[Start of section]
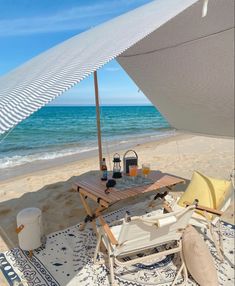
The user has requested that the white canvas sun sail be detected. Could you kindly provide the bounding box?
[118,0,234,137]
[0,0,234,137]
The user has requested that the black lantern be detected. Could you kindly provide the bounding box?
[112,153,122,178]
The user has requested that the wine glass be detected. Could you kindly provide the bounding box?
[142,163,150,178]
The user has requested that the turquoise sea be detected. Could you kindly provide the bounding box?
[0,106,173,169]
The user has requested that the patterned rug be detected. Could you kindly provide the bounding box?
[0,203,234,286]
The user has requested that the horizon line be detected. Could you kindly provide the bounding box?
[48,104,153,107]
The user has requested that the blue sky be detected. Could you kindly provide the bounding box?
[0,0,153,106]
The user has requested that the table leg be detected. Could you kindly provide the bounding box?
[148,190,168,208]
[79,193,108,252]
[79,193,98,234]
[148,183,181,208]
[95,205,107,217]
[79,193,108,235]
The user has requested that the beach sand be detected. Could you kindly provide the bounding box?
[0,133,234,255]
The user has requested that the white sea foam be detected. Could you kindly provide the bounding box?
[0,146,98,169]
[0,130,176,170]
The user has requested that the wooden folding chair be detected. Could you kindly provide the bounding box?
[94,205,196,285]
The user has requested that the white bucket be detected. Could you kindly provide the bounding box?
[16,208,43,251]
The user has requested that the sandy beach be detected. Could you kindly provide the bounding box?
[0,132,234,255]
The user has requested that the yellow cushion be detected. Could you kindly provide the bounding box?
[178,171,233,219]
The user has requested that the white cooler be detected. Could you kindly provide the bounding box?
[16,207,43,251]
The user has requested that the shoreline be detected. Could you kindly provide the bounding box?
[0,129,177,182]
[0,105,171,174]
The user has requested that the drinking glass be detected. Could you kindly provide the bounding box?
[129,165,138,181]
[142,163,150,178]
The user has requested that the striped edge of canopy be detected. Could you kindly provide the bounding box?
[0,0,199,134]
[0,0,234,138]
[End of section]
» Problem
Every line above should be retyped exactly; the pictures do not belong in the copy.

» Output of the exercise
The user has requested that the white canvas sun sail be detected. Could you kindly provide the bounding box?
[118,0,234,137]
[0,0,234,137]
The user has requested that the black lantern be detected. Could you kindly provide the bounding box?
[112,153,122,178]
The user has requested that the wine glass be detected. Could you kindly provide the bounding box?
[142,163,150,178]
The user has requested that the turquoise sea be detected. Could you kindly provide the bounding box?
[0,106,173,169]
The user has requested that the patterned rug be detected. Could you kindly provide the bounding box?
[0,203,234,286]
The user has requested that the horizon line be detected. Could you kindly provide the bounding box?
[48,104,153,107]
The user has requested that the blue sky be detected. Could you kindly provide the bounding box?
[0,0,153,106]
The user has requested that the table leg be detected. Could you kindly provide the bounding box?
[148,190,168,208]
[79,193,108,252]
[79,193,98,234]
[148,183,181,208]
[95,205,107,217]
[79,193,108,235]
The user has requested that the beach sand be detected. Could you kindly provide the bounding box?
[0,133,234,255]
The user has requested that the white sea foam be detected. Could you kindly provide the bounding box?
[0,146,98,169]
[0,130,176,170]
The user has requested that the wooden folding chair be detected. Could you kindly provide the bounding box?
[94,205,196,285]
The user has requested that the white bucket be detected. Could you kindly provide the bounding box?
[16,208,43,251]
The user has requested that the sandy beach be detected. Could you kindly provide the bounding box?
[0,132,234,255]
The user has requested that the yellow cushion be detected. Could you kindly provide the bounding box?
[178,171,233,219]
The user has requested that the white cooler be detected. Could you kindly provide the bounding box?
[16,207,43,251]
The user has requested that the shoreline be detected. Could you kindly provide the bounding box?
[0,129,177,182]
[0,105,171,174]
The user has requested that the drinking glass be detected. Could you kindly provide the bounding box?
[129,165,138,181]
[142,163,150,178]
The user has requested that the striped edge of canopy be detected. Could you kindly provide the bounding box?
[0,0,199,134]
[0,0,234,138]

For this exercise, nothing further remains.